Exercise inputs:
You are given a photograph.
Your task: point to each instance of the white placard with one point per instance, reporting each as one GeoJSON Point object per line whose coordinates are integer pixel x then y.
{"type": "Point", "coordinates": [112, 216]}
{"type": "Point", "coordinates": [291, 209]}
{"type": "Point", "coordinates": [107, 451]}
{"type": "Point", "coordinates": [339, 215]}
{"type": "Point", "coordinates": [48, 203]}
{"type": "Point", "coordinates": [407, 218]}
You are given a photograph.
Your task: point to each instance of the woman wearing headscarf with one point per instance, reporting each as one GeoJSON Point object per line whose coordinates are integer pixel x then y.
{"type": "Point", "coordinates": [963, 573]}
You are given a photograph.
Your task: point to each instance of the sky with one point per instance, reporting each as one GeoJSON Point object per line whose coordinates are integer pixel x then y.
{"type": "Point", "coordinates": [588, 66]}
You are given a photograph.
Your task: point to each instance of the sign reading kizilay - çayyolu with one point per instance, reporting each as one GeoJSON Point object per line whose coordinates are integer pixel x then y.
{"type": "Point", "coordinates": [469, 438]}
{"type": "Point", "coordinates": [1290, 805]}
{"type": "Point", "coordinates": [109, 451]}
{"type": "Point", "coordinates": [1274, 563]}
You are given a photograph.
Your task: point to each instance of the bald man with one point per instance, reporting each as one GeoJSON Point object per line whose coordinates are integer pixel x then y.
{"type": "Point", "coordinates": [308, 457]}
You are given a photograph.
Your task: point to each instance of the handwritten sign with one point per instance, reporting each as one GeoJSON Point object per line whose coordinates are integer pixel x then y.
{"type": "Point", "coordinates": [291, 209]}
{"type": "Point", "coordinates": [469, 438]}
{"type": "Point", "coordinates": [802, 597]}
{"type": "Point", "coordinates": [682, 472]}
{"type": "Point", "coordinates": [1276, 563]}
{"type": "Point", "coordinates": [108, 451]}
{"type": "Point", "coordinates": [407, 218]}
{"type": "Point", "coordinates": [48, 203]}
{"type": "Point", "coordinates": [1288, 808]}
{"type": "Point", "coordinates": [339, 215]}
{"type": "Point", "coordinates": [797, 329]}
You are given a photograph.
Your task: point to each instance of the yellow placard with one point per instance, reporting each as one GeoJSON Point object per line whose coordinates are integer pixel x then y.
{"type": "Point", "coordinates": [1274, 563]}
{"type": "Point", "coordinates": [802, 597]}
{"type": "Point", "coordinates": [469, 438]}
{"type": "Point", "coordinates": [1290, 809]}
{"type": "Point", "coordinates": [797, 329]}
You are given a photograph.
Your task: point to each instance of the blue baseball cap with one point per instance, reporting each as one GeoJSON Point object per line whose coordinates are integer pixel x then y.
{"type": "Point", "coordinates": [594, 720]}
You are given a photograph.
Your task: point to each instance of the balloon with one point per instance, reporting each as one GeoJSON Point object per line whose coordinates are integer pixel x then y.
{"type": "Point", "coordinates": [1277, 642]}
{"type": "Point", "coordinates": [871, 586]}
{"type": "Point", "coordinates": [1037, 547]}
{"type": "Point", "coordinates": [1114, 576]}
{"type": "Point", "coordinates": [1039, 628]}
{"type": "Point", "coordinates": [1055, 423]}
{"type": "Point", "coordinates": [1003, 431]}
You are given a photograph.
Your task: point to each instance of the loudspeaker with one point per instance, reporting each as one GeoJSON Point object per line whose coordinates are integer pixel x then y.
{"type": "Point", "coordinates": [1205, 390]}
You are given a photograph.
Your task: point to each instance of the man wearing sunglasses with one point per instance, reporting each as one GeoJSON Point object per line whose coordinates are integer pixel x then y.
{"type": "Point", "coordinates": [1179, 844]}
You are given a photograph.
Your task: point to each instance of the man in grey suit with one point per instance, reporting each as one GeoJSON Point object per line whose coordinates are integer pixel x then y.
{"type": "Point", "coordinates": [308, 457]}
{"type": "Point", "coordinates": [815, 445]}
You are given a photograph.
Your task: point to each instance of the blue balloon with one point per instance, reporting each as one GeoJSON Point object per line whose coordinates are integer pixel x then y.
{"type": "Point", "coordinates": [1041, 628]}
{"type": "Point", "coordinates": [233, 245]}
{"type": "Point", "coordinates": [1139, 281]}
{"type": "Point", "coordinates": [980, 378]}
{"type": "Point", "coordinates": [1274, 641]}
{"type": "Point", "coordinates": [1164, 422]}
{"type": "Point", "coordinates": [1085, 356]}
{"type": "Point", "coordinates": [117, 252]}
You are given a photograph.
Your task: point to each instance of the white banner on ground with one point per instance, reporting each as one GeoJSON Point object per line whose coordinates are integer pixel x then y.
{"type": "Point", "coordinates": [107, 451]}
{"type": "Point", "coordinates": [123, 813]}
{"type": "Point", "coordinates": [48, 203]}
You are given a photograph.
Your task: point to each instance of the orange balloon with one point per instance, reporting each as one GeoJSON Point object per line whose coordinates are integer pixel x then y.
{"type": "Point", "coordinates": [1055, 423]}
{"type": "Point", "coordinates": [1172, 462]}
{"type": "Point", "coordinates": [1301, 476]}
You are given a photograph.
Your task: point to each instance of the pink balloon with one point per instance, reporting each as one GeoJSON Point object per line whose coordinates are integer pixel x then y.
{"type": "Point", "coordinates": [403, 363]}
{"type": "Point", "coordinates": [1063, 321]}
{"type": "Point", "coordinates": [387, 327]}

Your goal:
Please repeat each entry. Keep every word the same.

Answer below:
You are given a photograph.
Your task: point to each instance of the white placard with one point per instance, reporting each as one GeoJSON Point object per line whose coordinates are integer pixel x then y.
{"type": "Point", "coordinates": [112, 216]}
{"type": "Point", "coordinates": [291, 209]}
{"type": "Point", "coordinates": [107, 451]}
{"type": "Point", "coordinates": [339, 215]}
{"type": "Point", "coordinates": [48, 203]}
{"type": "Point", "coordinates": [407, 218]}
You are given a photograph.
Your task: point to each instance of the woman wearing headscarf with one point per instance, reporting each as one GeoJSON Point object per line whose coordinates are integer pixel x then y.
{"type": "Point", "coordinates": [963, 573]}
You are given a photograph.
Your task: point to each instance of the sky with one point per instance, reporting each as one GeoJSON Point object per line whose coordinates are integer pixel x then y.
{"type": "Point", "coordinates": [588, 66]}
You are given a photograph.
Your task: point to each instance of the sign reading kizilay - çayyolu with one point per instance, reporting each as one GeoJSON Point object per line whose coordinates are integer pixel x then y.
{"type": "Point", "coordinates": [469, 438]}
{"type": "Point", "coordinates": [1290, 805]}
{"type": "Point", "coordinates": [109, 451]}
{"type": "Point", "coordinates": [1274, 563]}
You are given a photograph.
Your task: point to each instance of the bald man with one point per instance, reporting each as one GeoJSON Point object per line whose coordinates are integer pixel x then y.
{"type": "Point", "coordinates": [308, 457]}
You are given a photograph.
Your task: point to each instance of the handwritten sign with one point per instance, reporting each as one GeoJSON Point object per line whose coordinates are integer pixel x then y.
{"type": "Point", "coordinates": [291, 209]}
{"type": "Point", "coordinates": [469, 438]}
{"type": "Point", "coordinates": [802, 597]}
{"type": "Point", "coordinates": [682, 472]}
{"type": "Point", "coordinates": [1276, 563]}
{"type": "Point", "coordinates": [108, 451]}
{"type": "Point", "coordinates": [407, 218]}
{"type": "Point", "coordinates": [48, 203]}
{"type": "Point", "coordinates": [1288, 808]}
{"type": "Point", "coordinates": [339, 215]}
{"type": "Point", "coordinates": [797, 329]}
You are given a photograph.
Your task: point to each instance of the yellow placard with one point per instance, reporting each as one GeoJSON Point object per line whose coordinates are integer pixel x then y.
{"type": "Point", "coordinates": [1274, 563]}
{"type": "Point", "coordinates": [802, 597]}
{"type": "Point", "coordinates": [469, 438]}
{"type": "Point", "coordinates": [1290, 809]}
{"type": "Point", "coordinates": [797, 329]}
You are given a photograph.
Your task: point to each instance of the blue baseball cap with one point per instance, reporting each as one GeoJSON Point object per line whose coordinates are integer pixel x then y.
{"type": "Point", "coordinates": [594, 720]}
You are given a photograph.
Your task: point to each instance of the balloon with one point per instance, reporting each as one GeoJSON Point object per line whose coordinates are integer pixel x then y.
{"type": "Point", "coordinates": [1277, 642]}
{"type": "Point", "coordinates": [871, 586]}
{"type": "Point", "coordinates": [1037, 547]}
{"type": "Point", "coordinates": [1114, 576]}
{"type": "Point", "coordinates": [1039, 628]}
{"type": "Point", "coordinates": [1055, 423]}
{"type": "Point", "coordinates": [1003, 431]}
You are given a photograph.
Your task: point to each instance of the loudspeaker with one point per instance, reporting each as one GeoJSON Point object per line whose coordinates are integer pixel x then y.
{"type": "Point", "coordinates": [1205, 390]}
You are given a photograph.
Your task: point to each instance of the man wearing sunglasses with one point per instance, reporting each as one GeoJSON Point object per line whose coordinates are integer pixel x then y.
{"type": "Point", "coordinates": [1179, 844]}
You are given a photograph.
Your task: point to each instance of the man in grey suit with one point per instance, reporting each as one GeoJSON Point object per line whose coordinates are integer pixel x then y.
{"type": "Point", "coordinates": [308, 457]}
{"type": "Point", "coordinates": [815, 445]}
You are given a photograph.
Your task: point to each instance of the blue balloon with one point per instance, reporting each as one GeoJSON Point object per line whose coordinates are integer pixel x then y.
{"type": "Point", "coordinates": [1041, 628]}
{"type": "Point", "coordinates": [233, 245]}
{"type": "Point", "coordinates": [1139, 281]}
{"type": "Point", "coordinates": [980, 378]}
{"type": "Point", "coordinates": [1274, 641]}
{"type": "Point", "coordinates": [1164, 422]}
{"type": "Point", "coordinates": [1085, 356]}
{"type": "Point", "coordinates": [117, 252]}
You are given a photograph.
Your task: point to each instance of the white banner on ground with one point per instance, reporting each as one GeoJSON Point object per line whose coordinates are integer pixel x then y.
{"type": "Point", "coordinates": [107, 451]}
{"type": "Point", "coordinates": [123, 813]}
{"type": "Point", "coordinates": [48, 203]}
You are given a photograph.
Your task: point to each instance of the orange balloon with one point per instance, reporting each as one GeoJSON Point object per line whose coordinates are integer pixel x then y.
{"type": "Point", "coordinates": [1055, 423]}
{"type": "Point", "coordinates": [1172, 462]}
{"type": "Point", "coordinates": [1301, 476]}
You are given a photograph.
Your task: point to each instance of the pink balloon with one point per instance, reporting each as one GeoJSON Point object per line whose coordinates are integer pixel x then y.
{"type": "Point", "coordinates": [403, 363]}
{"type": "Point", "coordinates": [1063, 321]}
{"type": "Point", "coordinates": [387, 327]}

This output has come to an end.